EXERCISE
Pick out every line of the records below that contains the string "precise", and copy each one unchanged.

....

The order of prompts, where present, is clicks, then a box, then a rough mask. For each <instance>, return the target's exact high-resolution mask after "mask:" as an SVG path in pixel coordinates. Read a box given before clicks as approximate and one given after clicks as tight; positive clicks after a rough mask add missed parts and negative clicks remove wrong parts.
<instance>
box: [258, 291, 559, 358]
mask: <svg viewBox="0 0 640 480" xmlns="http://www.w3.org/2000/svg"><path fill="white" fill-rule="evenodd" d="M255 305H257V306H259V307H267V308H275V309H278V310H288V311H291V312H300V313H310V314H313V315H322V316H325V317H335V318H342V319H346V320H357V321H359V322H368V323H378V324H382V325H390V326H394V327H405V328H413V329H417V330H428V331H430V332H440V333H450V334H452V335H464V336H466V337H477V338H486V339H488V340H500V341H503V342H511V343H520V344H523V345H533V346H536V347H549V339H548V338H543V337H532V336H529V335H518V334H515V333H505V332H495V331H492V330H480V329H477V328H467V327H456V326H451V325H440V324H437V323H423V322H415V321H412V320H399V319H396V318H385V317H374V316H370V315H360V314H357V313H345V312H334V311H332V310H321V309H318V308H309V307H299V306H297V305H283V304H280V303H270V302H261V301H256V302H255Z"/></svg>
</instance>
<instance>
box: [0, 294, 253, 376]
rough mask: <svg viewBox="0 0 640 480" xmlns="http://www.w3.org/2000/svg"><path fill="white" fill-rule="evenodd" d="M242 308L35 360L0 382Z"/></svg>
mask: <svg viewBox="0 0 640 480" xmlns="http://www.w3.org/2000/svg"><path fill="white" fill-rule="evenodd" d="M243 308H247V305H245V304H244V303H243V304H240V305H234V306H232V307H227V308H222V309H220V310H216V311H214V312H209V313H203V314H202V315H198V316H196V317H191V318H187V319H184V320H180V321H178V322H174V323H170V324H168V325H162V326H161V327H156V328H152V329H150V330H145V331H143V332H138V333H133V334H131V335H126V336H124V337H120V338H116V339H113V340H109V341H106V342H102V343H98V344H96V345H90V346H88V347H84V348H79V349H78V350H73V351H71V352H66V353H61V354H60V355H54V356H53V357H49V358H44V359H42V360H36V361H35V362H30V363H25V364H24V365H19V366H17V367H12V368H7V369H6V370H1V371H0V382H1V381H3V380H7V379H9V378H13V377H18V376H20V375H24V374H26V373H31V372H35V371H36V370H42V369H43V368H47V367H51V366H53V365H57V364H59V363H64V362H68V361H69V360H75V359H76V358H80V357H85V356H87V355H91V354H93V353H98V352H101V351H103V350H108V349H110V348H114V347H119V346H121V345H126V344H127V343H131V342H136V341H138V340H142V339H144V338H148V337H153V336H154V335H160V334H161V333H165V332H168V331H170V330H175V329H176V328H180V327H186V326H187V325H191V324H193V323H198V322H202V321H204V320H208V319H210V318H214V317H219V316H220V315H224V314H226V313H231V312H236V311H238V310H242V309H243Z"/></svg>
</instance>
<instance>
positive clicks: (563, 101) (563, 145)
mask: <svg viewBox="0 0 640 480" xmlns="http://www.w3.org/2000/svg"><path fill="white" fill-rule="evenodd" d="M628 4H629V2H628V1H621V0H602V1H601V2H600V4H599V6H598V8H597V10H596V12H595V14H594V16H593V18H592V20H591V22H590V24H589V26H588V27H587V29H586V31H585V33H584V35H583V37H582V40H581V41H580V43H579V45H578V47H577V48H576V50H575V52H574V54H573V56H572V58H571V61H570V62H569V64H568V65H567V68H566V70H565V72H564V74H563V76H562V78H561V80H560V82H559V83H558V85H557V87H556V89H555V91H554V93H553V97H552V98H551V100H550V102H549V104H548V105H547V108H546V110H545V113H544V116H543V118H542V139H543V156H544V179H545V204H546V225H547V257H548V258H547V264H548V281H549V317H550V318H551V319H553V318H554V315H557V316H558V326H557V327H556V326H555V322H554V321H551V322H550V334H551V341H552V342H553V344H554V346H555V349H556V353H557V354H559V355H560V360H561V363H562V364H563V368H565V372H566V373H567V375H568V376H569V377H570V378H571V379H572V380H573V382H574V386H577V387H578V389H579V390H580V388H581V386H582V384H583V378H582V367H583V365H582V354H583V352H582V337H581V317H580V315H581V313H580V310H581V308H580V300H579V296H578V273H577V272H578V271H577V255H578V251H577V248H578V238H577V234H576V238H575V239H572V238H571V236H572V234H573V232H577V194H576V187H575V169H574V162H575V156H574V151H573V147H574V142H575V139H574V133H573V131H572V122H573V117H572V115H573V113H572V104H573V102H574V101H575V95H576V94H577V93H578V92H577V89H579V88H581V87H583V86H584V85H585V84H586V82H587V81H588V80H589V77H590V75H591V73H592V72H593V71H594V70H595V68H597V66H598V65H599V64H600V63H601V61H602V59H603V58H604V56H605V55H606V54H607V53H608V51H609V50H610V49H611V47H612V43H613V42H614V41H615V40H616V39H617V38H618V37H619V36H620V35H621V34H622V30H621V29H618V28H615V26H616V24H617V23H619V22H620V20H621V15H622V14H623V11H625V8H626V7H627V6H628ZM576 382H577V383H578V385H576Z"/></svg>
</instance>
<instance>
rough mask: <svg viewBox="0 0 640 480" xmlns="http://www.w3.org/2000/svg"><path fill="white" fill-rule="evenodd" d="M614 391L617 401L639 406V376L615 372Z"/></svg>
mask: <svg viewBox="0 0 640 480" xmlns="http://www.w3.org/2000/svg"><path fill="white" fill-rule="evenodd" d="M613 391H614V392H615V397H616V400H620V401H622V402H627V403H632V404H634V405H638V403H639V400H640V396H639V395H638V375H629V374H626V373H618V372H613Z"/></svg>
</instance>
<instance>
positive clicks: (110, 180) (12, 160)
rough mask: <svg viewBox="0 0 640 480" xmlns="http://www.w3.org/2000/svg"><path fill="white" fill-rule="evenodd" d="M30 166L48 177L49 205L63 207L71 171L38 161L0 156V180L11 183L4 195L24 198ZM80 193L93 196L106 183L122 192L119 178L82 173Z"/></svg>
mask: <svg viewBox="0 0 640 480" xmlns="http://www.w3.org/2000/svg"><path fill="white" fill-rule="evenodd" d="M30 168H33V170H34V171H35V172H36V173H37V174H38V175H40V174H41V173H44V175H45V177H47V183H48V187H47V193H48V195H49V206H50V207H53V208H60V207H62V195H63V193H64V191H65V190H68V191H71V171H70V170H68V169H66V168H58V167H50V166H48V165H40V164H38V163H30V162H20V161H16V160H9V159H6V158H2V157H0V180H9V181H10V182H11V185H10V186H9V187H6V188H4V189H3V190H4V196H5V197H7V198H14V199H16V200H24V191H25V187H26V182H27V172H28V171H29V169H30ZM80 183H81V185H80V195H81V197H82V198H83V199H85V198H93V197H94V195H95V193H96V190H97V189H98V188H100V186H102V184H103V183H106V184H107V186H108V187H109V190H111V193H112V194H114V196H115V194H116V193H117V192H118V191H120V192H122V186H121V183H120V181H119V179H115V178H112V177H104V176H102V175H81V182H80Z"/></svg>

....

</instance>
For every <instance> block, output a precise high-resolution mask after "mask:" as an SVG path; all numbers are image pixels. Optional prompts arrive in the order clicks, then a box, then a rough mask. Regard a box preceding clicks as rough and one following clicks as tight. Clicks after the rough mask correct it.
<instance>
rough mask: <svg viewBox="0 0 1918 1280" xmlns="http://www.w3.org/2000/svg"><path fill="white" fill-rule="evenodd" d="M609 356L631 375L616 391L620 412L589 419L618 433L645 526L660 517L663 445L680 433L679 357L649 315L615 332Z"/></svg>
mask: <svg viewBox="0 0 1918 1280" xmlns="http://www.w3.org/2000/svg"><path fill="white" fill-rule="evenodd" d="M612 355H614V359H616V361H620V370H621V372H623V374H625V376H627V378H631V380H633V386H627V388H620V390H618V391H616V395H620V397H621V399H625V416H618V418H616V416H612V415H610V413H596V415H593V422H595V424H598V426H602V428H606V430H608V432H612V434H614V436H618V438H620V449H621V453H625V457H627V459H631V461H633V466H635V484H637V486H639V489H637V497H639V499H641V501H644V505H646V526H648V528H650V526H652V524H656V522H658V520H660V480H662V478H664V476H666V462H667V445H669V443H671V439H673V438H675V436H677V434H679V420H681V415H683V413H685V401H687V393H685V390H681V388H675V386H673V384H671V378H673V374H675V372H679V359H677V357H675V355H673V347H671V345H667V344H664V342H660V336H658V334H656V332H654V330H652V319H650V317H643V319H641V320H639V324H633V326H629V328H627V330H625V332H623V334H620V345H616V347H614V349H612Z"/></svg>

....

RESULT OF THE EXERCISE
For every <instance> block, output a precise high-resolution mask after "mask:" as an SVG path; all numbers are image pixels. Optional prompts arrive in the order clicks, then a box, then a rough mask. Regard a box preceding clicks as rough and one following clicks as tight. Clicks after the rough mask correct it.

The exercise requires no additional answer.